**** Entries supplied

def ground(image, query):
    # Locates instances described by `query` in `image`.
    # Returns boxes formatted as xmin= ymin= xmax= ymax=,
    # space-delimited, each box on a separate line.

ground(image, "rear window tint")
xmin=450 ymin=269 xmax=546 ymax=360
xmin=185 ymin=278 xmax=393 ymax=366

********

Job: Copy out every line of the records above, requests included, and scale each box coordinate in the answers by 2.45. Round the results to whole numbers, with halves going up.

Result of this task:
def ground(image, query):
    # Locates instances described by `query` in `image`.
    # Returns boxes formatted as xmin= ymin= xmax= ymax=,
    # space-delimited, each box on a separate line.

ground(image, "rear window tint")
xmin=1103 ymin=659 xmax=1338 ymax=882
xmin=453 ymin=681 xmax=963 ymax=897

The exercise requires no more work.